-- Data records follows --

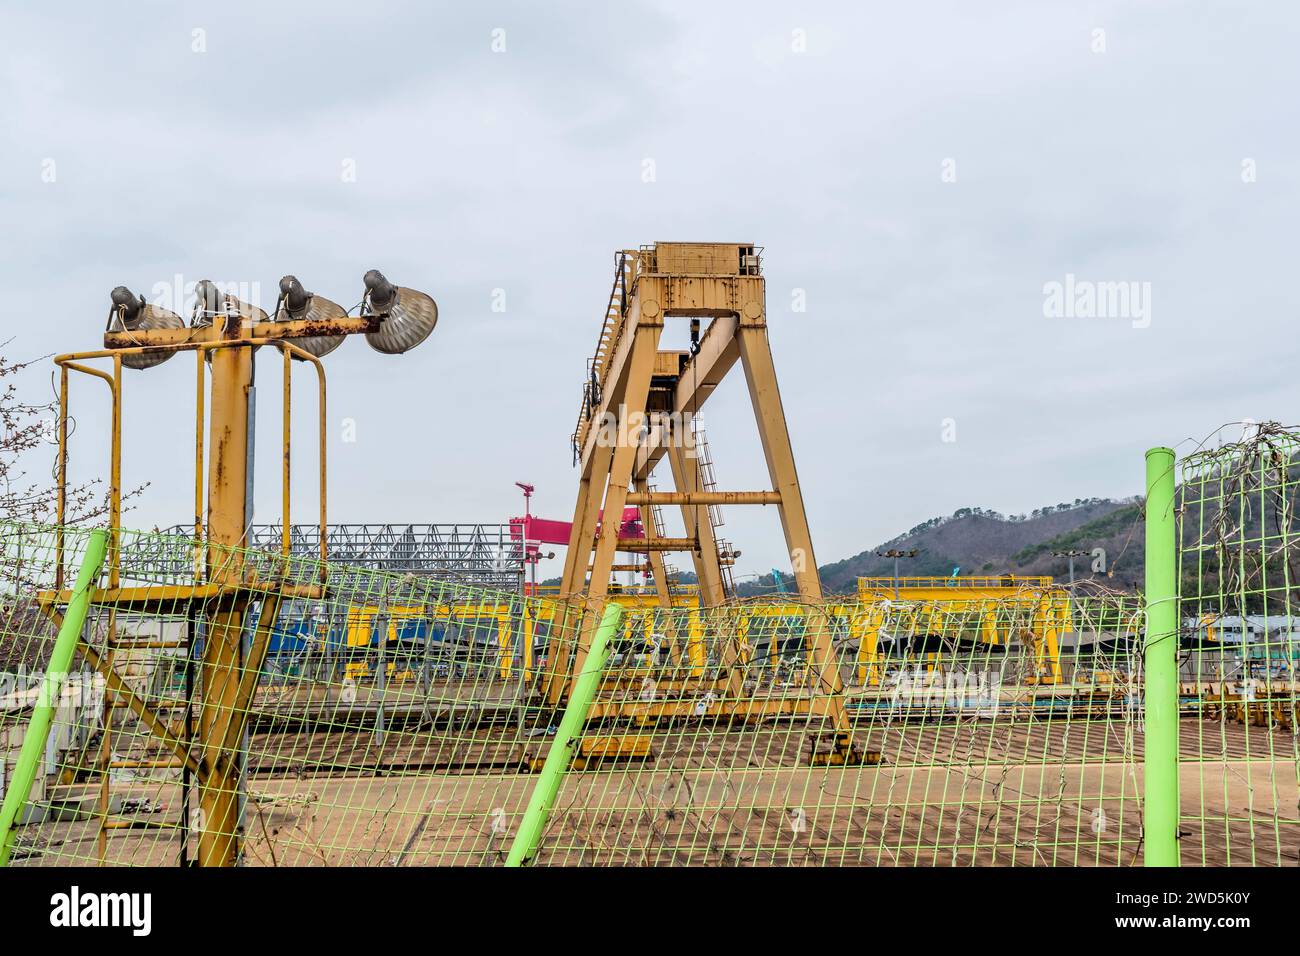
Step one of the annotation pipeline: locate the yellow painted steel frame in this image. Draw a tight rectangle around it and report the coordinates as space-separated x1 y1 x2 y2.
1027 592 1067 685
854 576 1065 686
54 338 329 577
851 604 886 687
50 309 362 866
340 594 867 693
857 575 1054 599
54 357 120 591
336 588 704 683
545 243 859 762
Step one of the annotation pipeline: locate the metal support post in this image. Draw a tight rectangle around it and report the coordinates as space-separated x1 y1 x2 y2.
0 530 107 865
506 604 623 866
1143 446 1180 867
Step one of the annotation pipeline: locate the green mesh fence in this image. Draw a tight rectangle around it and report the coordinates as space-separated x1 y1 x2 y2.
0 525 1152 866
528 590 1147 865
0 522 584 866
3 479 1295 867
1177 427 1300 865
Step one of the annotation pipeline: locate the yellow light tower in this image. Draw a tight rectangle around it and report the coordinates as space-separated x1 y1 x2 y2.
46 271 437 866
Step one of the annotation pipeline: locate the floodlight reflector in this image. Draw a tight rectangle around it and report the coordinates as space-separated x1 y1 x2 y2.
107 286 183 369
361 269 437 354
192 279 267 359
191 279 268 328
275 275 345 358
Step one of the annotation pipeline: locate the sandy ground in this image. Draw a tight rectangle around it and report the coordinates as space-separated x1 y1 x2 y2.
11 717 1297 867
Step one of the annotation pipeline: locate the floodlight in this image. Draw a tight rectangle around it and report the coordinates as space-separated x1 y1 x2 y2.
191 279 268 328
361 269 437 354
275 275 345 358
192 279 267 359
107 286 183 369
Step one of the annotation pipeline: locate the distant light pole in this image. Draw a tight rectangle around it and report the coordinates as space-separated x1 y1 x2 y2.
515 482 536 596
1052 548 1089 586
876 548 919 599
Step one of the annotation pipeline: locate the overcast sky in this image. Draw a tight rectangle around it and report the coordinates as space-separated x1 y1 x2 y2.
3 1 1297 581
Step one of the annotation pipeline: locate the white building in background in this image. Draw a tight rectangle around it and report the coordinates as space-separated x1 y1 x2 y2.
1184 614 1300 646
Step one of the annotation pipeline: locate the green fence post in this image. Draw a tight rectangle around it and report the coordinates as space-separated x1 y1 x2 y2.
0 529 107 866
506 602 624 867
1143 447 1180 866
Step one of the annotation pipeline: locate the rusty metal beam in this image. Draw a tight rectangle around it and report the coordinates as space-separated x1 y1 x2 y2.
625 491 780 505
616 536 697 552
100 326 214 349
102 315 381 351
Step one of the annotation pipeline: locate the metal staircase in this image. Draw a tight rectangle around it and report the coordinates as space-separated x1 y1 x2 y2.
691 423 736 596
573 253 631 463
647 483 682 588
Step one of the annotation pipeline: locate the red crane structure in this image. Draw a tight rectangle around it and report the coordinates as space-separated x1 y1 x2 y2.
510 488 644 594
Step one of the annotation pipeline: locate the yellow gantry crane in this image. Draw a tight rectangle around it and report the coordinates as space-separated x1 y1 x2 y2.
852 576 1067 686
542 242 864 764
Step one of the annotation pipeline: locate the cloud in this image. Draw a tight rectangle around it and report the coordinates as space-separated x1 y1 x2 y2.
3 0 1298 578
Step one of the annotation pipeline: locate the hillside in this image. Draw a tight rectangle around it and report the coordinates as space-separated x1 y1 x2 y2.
548 497 1151 595
745 497 1146 595
550 477 1294 600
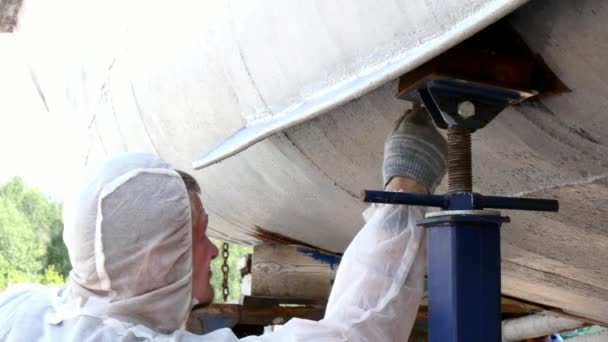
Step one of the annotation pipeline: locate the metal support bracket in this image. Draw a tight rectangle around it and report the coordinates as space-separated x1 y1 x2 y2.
363 70 559 341
410 77 535 131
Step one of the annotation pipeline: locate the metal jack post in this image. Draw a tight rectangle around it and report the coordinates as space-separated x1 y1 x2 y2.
361 76 559 342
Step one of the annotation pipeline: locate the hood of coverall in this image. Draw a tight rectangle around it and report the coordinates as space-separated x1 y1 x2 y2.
57 153 194 332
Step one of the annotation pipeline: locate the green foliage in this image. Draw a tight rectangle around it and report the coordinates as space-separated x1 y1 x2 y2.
41 265 65 286
210 238 253 303
45 229 71 278
0 177 69 289
0 197 45 285
0 178 62 243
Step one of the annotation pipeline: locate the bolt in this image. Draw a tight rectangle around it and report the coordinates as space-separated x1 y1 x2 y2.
458 101 475 119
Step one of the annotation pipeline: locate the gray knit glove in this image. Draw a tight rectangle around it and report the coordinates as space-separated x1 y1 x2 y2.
382 105 448 192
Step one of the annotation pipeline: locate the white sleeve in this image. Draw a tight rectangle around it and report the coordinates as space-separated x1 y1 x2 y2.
236 204 426 342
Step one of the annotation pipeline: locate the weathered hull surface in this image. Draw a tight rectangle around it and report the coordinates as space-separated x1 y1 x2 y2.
16 0 608 323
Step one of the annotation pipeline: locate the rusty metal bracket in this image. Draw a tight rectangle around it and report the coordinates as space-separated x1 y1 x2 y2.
397 22 568 132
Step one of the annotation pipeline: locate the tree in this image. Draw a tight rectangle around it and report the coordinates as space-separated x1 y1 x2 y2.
0 197 45 288
0 178 62 243
0 177 70 289
45 230 71 278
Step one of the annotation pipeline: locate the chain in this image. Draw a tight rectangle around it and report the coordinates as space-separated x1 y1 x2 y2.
221 242 230 302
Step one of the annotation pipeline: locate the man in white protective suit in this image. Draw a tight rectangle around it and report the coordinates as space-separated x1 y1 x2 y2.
0 105 447 341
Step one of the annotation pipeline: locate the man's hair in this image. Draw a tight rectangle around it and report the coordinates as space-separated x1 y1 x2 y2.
176 170 201 194
176 170 201 223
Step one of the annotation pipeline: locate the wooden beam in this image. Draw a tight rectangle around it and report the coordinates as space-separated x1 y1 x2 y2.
188 297 577 338
251 243 341 301
187 304 324 335
240 295 326 308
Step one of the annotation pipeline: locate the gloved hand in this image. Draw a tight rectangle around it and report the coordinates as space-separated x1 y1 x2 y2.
382 104 448 192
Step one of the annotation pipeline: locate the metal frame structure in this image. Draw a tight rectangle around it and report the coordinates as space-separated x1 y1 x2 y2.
363 75 559 341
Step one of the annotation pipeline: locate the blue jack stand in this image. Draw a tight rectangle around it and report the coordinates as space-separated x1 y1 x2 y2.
362 77 559 342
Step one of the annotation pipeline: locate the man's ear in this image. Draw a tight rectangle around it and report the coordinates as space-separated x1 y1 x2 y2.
138 244 178 292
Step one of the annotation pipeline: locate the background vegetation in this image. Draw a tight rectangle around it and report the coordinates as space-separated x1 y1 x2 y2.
0 177 67 288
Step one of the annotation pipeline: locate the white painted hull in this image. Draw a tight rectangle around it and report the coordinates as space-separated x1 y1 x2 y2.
15 0 608 323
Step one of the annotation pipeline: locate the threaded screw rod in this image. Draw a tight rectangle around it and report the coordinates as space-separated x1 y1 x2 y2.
447 127 473 193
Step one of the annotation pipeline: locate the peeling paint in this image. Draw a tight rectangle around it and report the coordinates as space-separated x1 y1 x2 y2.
0 0 22 32
296 247 341 267
253 226 341 255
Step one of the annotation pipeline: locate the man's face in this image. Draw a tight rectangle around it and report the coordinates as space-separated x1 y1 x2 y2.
190 194 218 305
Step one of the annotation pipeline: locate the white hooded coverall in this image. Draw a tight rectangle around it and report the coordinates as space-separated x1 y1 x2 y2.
0 154 426 341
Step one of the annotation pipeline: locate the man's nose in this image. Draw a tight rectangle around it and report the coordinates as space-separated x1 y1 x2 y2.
211 242 219 259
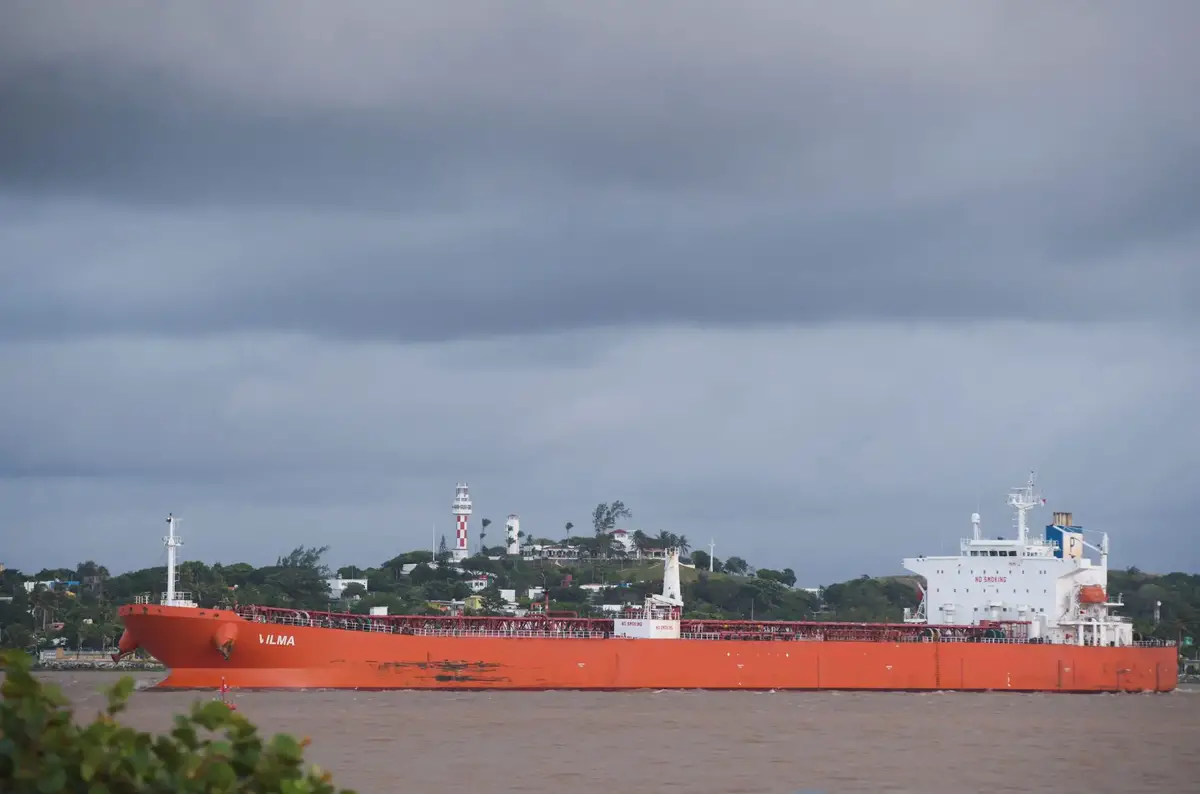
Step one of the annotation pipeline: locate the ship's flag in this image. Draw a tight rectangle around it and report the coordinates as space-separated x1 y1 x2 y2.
1040 498 1047 505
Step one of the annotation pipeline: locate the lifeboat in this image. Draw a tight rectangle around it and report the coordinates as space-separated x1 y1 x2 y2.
213 622 238 660
110 629 139 663
1078 585 1107 604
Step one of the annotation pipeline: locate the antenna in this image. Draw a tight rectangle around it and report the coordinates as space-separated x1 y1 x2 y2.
1006 470 1044 545
163 513 182 605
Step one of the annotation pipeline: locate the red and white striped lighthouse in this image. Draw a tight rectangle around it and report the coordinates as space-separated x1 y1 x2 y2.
451 483 472 561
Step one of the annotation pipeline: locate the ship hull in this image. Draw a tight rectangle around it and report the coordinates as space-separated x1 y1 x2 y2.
119 605 1178 693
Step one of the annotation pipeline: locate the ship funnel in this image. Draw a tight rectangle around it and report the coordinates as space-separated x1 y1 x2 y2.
660 549 684 606
1053 511 1073 527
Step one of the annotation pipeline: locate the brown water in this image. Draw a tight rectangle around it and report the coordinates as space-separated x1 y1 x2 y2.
33 672 1200 793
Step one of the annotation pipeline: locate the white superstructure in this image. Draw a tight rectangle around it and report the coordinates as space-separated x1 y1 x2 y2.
902 472 1134 647
612 548 684 639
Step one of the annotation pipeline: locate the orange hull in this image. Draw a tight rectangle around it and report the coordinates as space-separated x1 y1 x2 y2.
119 605 1178 693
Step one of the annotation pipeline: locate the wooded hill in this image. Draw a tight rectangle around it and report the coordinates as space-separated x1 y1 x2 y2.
2 501 1196 651
2 548 1196 653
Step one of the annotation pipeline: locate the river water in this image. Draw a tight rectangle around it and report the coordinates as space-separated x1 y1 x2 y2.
34 672 1200 793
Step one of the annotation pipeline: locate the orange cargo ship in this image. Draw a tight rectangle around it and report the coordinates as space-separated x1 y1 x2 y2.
115 475 1179 693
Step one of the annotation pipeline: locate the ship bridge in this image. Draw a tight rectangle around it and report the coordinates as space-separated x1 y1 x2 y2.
901 474 1134 647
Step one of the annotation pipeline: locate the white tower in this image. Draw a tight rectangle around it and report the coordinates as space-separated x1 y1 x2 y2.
505 514 521 555
452 483 472 561
661 548 683 605
164 513 180 604
161 514 196 608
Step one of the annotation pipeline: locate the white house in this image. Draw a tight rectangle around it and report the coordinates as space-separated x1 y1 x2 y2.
326 577 368 599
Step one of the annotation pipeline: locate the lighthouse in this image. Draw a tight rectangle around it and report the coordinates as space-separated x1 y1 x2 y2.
452 483 472 561
505 515 521 556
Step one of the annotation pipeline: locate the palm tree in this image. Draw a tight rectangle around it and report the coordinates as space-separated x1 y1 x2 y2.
564 521 574 541
479 518 492 554
676 534 690 556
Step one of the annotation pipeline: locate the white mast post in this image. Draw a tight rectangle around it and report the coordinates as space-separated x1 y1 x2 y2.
1006 470 1043 546
164 513 181 604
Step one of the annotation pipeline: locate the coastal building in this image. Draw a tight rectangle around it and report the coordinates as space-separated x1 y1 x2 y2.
325 577 369 599
465 575 492 592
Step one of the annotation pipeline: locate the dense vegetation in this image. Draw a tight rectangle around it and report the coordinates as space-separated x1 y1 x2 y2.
1 501 1196 653
0 649 353 793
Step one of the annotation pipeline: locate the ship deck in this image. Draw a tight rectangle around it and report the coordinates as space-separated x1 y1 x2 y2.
230 604 1172 646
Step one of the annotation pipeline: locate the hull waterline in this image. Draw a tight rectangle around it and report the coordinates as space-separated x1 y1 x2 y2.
119 604 1178 693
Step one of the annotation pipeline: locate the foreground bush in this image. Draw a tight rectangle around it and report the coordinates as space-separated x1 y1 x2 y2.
0 649 355 793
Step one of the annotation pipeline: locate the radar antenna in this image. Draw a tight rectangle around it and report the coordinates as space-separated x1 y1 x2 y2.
1006 470 1045 545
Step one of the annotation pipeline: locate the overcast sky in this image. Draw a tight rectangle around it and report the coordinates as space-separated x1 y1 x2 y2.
2 1 1197 584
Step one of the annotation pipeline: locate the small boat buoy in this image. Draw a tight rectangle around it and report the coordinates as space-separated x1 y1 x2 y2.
218 677 237 710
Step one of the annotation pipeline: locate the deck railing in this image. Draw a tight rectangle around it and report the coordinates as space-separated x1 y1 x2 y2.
231 605 1175 647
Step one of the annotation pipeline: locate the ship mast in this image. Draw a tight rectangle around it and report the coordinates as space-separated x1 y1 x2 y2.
1006 471 1043 545
164 513 181 605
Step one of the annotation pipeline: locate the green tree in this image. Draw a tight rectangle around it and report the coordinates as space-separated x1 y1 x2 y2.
756 568 797 587
277 546 331 575
480 586 507 615
723 556 749 575
479 518 491 554
591 501 632 537
0 649 354 793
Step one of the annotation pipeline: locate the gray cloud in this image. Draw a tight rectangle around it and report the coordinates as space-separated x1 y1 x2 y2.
1 1 1197 580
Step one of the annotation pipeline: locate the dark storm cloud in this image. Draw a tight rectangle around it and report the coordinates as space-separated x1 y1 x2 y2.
2 1 1198 343
2 2 1198 579
3 324 1198 576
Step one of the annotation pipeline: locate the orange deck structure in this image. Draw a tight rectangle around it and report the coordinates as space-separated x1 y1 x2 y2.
116 603 1178 693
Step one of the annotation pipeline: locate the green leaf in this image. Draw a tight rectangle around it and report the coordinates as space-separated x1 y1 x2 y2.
0 649 357 794
36 767 65 793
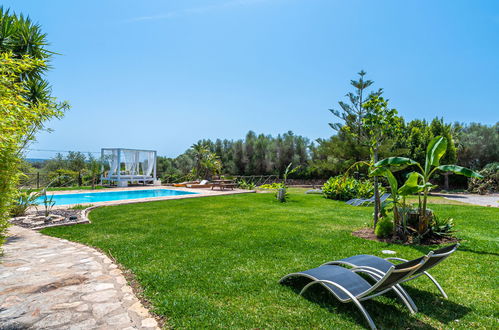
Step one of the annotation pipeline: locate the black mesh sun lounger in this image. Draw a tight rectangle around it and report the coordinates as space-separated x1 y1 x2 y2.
279 255 431 330
346 193 391 206
322 244 459 302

-- Data records concluded --

The copy must start at the line containing "Step one of the annotation pipeline: locate the dark" and end at the last line of the data, matching each line exactly. It must hold no pictures.

Step one of the annotation pipeline: locate the dark storm cloud in this image. Draw a tight rectangle around it and report the coordinates as space-separated x1 y1 x2 y2.
2 1 1198 343
2 2 1198 579
3 324 1198 576
Step one of the annotation pipeline: locate the orange deck structure in this image. Draw a tight rectangle around it and report the coordinates as space-separated x1 y1 x2 y2.
116 603 1178 693
Step one of the annotation pipeline: locate the green leaf in this image. Draw a tight rectangle around it and report the coordinates as space-separated x1 y1 x2 y2.
0 649 357 794
36 767 65 793
Step one of the annotation pipeline: locate the black mesh sun lounger in this image. Draw a tight rectangle around it and report the coordinates as space-separated x1 y1 x2 y2.
279 255 431 330
346 193 391 206
322 244 459 302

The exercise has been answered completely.